● Tasks to perform:
**A)** The article below about listening to the Iliad with AI gives a short list of obscure names as examples of cultural references. List every name in that list.
**B)** According to the article below about listening to the Iliad with AI, how would people in the original audience feel when they heard their hometown legends mentioned?

OK Google, who is Achilles? I listened to the Iliad with AI – it was way better than reading the book

Ok Google, who is homer?

Classic literature, like Homer's the Iliad, is extremely difficult to read.

The issue is not the language itself, but all those obscure cultural references. Just to name a few : Chyses, Chryeseis, Myrmidon, Briseis, Thetis, Therstises, and Diomedes.

Any ring a bell? Kudos to you if you know any of them, but I’m guessing most of you don’t have a clue.

This is a problem.

As a modern audience, we want to get lost in the story. Instead we find ourselves struggling to follow the narrative while guessing the significance of the many characters and place names that keep popping up with little explanation.

Unless you are a scholar of ancient Greek literature, you will have to do a lot of guesswork.

Of course, this wasn’t a problem for the original audience who would have been familiar with every reference. In fact Homer’s placement of constant easter eggs would have been a huge part of the fun. People would hear their hometown legends mentioned and be filled with pride.

● Provided material:
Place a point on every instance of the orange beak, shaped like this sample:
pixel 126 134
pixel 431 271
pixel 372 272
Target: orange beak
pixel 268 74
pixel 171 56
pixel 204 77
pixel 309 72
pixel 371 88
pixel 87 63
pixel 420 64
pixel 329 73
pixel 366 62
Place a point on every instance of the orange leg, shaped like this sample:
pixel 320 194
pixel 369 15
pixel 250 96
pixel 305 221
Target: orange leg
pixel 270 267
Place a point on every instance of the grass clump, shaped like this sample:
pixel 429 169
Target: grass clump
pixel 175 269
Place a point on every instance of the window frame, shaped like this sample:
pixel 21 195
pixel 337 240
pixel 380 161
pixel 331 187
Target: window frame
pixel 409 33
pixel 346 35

* * *

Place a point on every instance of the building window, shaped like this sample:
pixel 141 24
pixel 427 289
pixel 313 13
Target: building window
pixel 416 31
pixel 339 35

● Answer list:
**A)** Chyses, Chryeseis, Myrmidon, Briseis, Thetis, Therstises, Diomedes

**B)** They would be filled with pride.